Problem description — With all images omitted, write out the records word for word.

Provided records —
== Segment start ==

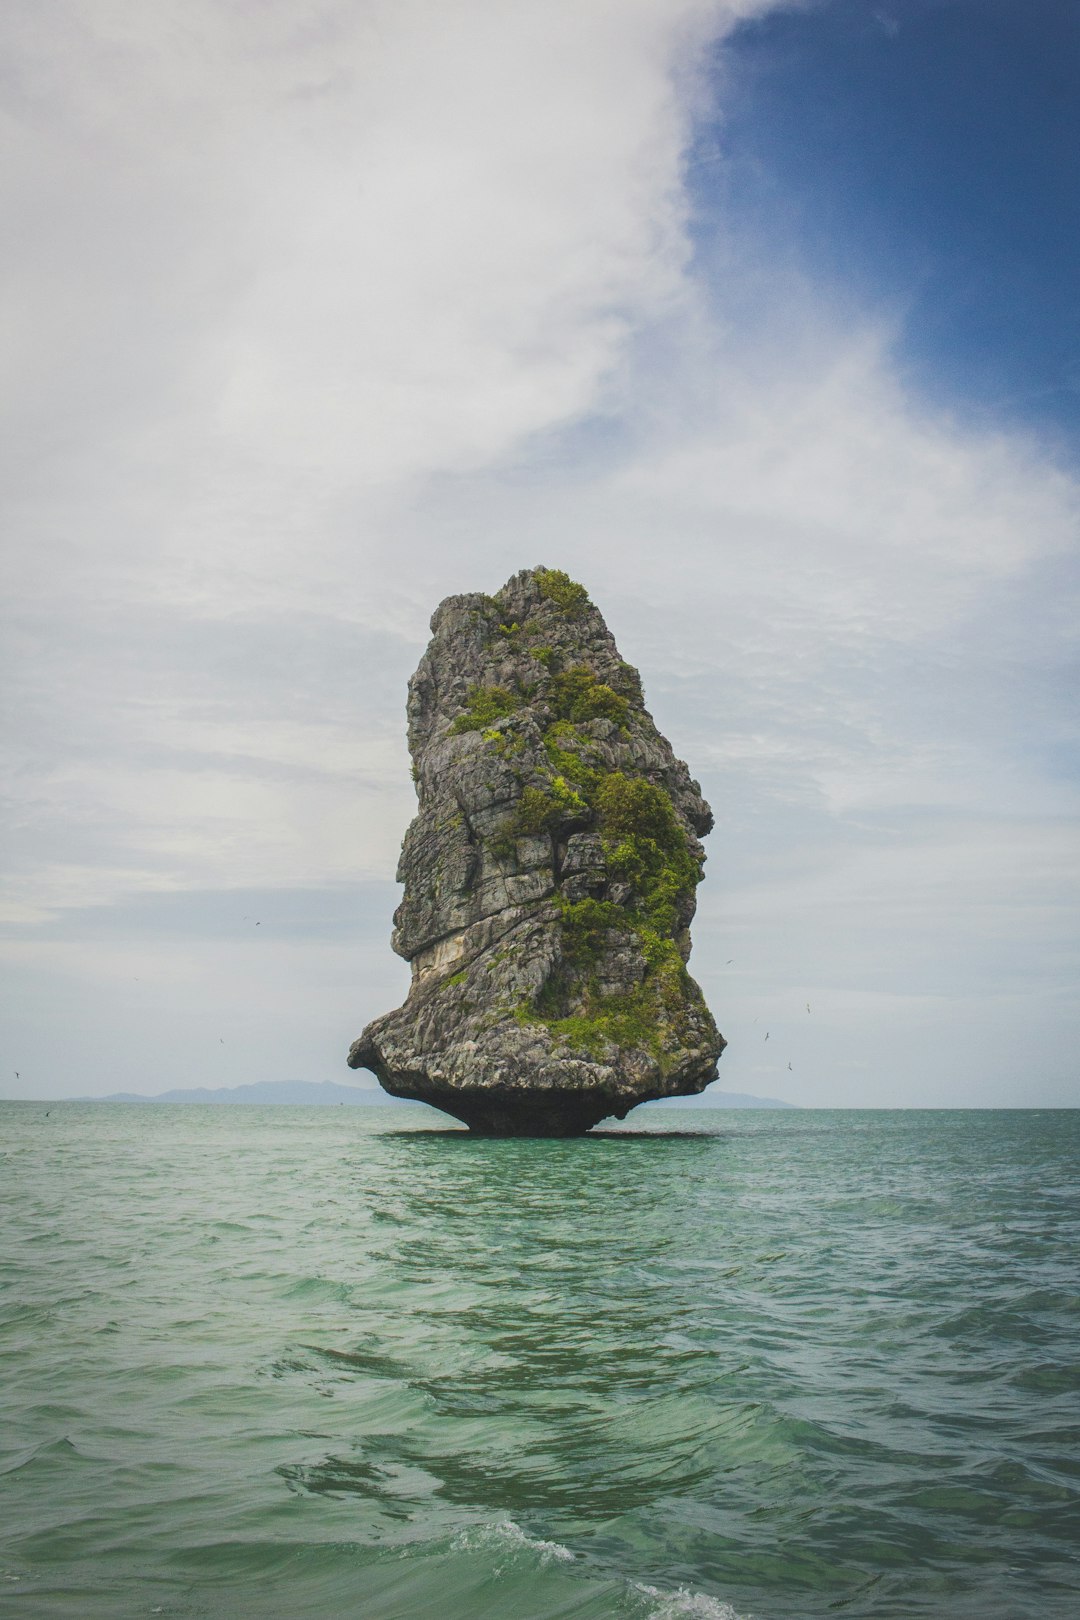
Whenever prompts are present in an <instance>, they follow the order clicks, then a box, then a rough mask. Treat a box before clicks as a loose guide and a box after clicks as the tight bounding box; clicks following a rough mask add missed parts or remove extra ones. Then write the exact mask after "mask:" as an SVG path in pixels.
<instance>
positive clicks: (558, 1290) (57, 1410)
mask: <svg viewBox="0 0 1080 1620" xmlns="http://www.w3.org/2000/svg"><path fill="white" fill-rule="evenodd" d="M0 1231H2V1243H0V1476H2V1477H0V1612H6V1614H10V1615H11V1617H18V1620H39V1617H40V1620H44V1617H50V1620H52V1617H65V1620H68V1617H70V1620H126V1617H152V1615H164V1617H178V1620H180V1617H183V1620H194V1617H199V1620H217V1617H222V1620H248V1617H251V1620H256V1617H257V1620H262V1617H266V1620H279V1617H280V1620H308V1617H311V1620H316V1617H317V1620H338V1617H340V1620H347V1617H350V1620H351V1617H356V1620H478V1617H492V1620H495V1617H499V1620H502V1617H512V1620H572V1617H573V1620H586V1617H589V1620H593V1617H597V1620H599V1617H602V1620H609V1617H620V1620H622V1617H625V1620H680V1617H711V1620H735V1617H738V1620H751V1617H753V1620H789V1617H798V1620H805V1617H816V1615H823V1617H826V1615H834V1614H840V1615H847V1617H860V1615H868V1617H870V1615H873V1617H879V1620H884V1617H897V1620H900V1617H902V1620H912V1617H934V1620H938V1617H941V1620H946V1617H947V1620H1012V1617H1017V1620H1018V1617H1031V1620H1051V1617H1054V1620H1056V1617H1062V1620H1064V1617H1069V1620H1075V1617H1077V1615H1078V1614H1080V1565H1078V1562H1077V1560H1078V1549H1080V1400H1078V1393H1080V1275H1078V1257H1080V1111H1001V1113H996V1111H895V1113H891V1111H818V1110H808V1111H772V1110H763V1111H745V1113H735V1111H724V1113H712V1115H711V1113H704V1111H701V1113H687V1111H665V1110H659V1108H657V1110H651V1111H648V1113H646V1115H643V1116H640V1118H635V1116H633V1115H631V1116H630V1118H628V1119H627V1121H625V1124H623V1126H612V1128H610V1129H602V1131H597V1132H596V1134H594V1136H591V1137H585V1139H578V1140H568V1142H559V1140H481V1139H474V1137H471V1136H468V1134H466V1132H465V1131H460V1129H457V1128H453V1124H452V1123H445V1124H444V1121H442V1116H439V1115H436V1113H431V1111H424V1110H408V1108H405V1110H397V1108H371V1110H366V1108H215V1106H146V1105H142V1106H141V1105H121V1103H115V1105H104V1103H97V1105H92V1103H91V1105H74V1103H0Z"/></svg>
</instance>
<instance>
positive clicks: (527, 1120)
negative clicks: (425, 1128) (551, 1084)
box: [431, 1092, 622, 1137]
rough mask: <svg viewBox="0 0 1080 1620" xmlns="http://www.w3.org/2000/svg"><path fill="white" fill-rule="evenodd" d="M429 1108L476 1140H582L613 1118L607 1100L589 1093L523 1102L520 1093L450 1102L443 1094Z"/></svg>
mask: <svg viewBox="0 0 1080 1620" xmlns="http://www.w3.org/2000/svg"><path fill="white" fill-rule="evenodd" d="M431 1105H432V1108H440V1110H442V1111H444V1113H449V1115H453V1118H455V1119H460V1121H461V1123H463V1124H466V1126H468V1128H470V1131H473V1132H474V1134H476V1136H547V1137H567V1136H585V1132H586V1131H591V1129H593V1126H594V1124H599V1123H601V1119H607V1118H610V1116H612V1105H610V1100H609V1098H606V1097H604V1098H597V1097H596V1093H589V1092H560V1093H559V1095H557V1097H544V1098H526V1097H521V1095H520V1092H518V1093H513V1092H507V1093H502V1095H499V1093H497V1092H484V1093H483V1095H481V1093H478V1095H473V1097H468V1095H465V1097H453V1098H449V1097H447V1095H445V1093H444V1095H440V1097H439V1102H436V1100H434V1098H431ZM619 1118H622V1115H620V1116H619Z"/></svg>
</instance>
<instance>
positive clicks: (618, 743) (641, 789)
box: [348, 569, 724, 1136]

== Segment end ==

Response for this exercise —
Whenever prompts are present in an <instance>, they follow the order clicks, then a box, then a rough mask. Treat a box before clicks as a loose guide and a box after clicks as the tight bounding box; clicks following a rough mask add missed parts or remove extra ones. Then write the exact mask after "mask:" as an SVG path in pixels.
<instance>
positive clicks: (558, 1290) (57, 1410)
mask: <svg viewBox="0 0 1080 1620" xmlns="http://www.w3.org/2000/svg"><path fill="white" fill-rule="evenodd" d="M0 1231H2V1243H0V1476H2V1477H0V1612H6V1614H10V1615H11V1617H18V1620H39V1617H40V1620H44V1617H50V1620H52V1617H65V1620H68V1617H70V1620H126V1617H152V1615H164V1617H178V1620H180V1617H183V1620H194V1617H199V1620H217V1617H222V1620H248V1617H251V1620H256V1617H257V1620H262V1617H266V1620H279V1617H280V1620H308V1617H311V1620H316V1617H317V1620H338V1617H340V1620H347V1617H350V1620H351V1617H356V1620H478V1617H492V1620H495V1617H499V1620H502V1617H512V1620H572V1617H573V1620H586V1617H589V1620H593V1617H597V1620H599V1617H602V1620H609V1617H620V1620H622V1617H625V1620H680V1617H711V1620H735V1617H738V1620H751V1617H753V1620H789V1617H798V1620H805V1617H816V1615H823V1617H826V1615H834V1614H840V1615H847V1617H860V1615H868V1617H870V1615H873V1617H879V1620H884V1617H897V1620H900V1617H902V1620H912V1617H934V1620H938V1617H941V1620H946V1617H947V1620H1012V1617H1017V1620H1018V1617H1031V1620H1051V1617H1054V1620H1056V1617H1062V1620H1064V1617H1069V1620H1075V1617H1077V1615H1078V1614H1080V1565H1078V1562H1077V1560H1078V1549H1080V1400H1078V1393H1080V1275H1078V1257H1080V1111H1001V1113H996V1111H895V1113H891V1111H818V1110H808V1111H772V1110H763V1111H745V1113H735V1111H724V1113H712V1115H711V1113H704V1111H701V1113H687V1111H665V1110H659V1108H657V1110H651V1111H648V1113H646V1115H643V1116H640V1118H635V1116H633V1115H631V1116H630V1118H628V1119H627V1121H625V1124H623V1126H612V1128H610V1129H602V1131H597V1132H596V1134H594V1136H591V1137H585V1139H578V1140H568V1142H559V1140H481V1139H474V1137H471V1136H468V1134H466V1132H465V1131H460V1129H457V1128H453V1124H452V1123H445V1124H444V1121H442V1116H439V1115H436V1113H431V1111H424V1110H408V1108H405V1110H397V1108H371V1110H366V1108H215V1106H146V1105H142V1106H141V1105H121V1103H115V1105H104V1103H97V1105H92V1103H91V1105H74V1103H0Z"/></svg>
</instance>
<instance>
positive clicks: (527, 1120)
negative clicks: (425, 1128) (551, 1084)
box: [431, 1092, 622, 1137]
rough mask: <svg viewBox="0 0 1080 1620" xmlns="http://www.w3.org/2000/svg"><path fill="white" fill-rule="evenodd" d="M429 1108L476 1140H582L613 1118L607 1100L589 1093L523 1102L520 1093L450 1102L443 1094Z"/></svg>
mask: <svg viewBox="0 0 1080 1620" xmlns="http://www.w3.org/2000/svg"><path fill="white" fill-rule="evenodd" d="M431 1105H432V1108H440V1110H442V1111H444V1113H449V1115H453V1118H455V1119H460V1121H461V1123H463V1124H466V1126H468V1128H470V1131H473V1132H474V1134H476V1136H547V1137H567V1136H585V1132H586V1131H591V1129H593V1126H594V1124H599V1123H601V1119H607V1118H610V1116H612V1105H610V1100H609V1098H606V1097H604V1098H597V1097H596V1093H589V1092H560V1093H559V1095H557V1097H544V1098H526V1097H521V1095H520V1092H518V1093H513V1092H507V1093H502V1095H499V1093H497V1092H484V1093H483V1095H481V1093H478V1095H473V1097H468V1095H465V1097H453V1098H449V1097H447V1095H445V1093H444V1095H440V1097H439V1102H436V1100H434V1098H431ZM619 1118H622V1115H620V1116H619Z"/></svg>
</instance>
<instance>
positive clicks: (618, 743) (641, 789)
box: [348, 569, 724, 1136]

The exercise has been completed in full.